I had an interesting bait and switch experience recently. It started when I was randomly asked if I may want something that sounded like it may have potential. The offer came from a person who I do not trust or respect. But to decline just on those grounds felt like an amateur move. Learning to survive in a snake-pit is a life skill a person my age should likely have. With those considerations in mind, I said Yes. My heart was definitely not in it and I don't have the world's best poker face. In subsequent days, I was asked a few more times if I was sure I wanted this thing. 

Each time, it took even more effort to work up the enthusiasm for this thing but I soldiered along. I hoped that I said all the right words, the right way the right time but clearly such was not the case. A few more days later, the person told me they had decided to put this thing on ice for the near-term. I met this news with a mixture of relief and disbelief. 

Relief because in my heart the answer was always "No" but I was doing my best to say "Yes" to prove I was brave in ways I feared I was not. Disbelief came from realizing my efforts at faking interest and enthusiasm had fallen completely flat. The person had seen right through me and almost effortlessly. It was humbling to realize how easy such things came to others and I was no where close to happy hour in a snake-pit forget about longer term survival.

The experience reminded me tangentially of the book Bait and Switch by Barbara Ehrenreich. This Guardian review summarizes the key take-away perfectly:

Throughout, she realises, she is encouraged to develop a personality of depersonalisation, to become unchallenging, unthreatening and able to turn any anger or rejection inwards when, inevitably, given the push. In a career lacking a particular professional skill, corporate workers are their own tools and blame themselves when unscrupulously consigned to economic wastage.

^^^^

Directive A:
Name every book, author, and publication that the post mentions.
Directive B:
Put this sentence from the post into Spanish: "I met this news with a mixture of relief and disbelief."

Extracted material:
^^^^

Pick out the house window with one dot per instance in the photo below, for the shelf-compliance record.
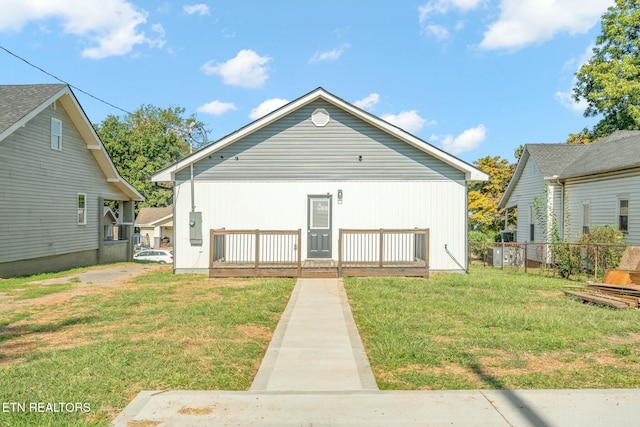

^^^^

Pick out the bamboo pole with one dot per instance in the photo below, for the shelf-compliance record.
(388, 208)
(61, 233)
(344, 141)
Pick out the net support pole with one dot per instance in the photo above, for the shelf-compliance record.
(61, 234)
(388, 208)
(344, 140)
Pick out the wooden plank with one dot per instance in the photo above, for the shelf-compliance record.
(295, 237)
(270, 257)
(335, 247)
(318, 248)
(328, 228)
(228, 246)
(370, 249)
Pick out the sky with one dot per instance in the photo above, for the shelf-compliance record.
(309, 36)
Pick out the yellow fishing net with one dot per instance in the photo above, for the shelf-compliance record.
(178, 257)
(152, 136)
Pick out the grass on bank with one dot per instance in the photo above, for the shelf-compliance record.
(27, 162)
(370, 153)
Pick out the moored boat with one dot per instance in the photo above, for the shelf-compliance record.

^^^^

Task solution A:
Bait and Switch (the book), Barbara Ehrenreich, the Guardian

Task solution B:
Recibí esta noticia con una mezcla de alivio e incredulidad.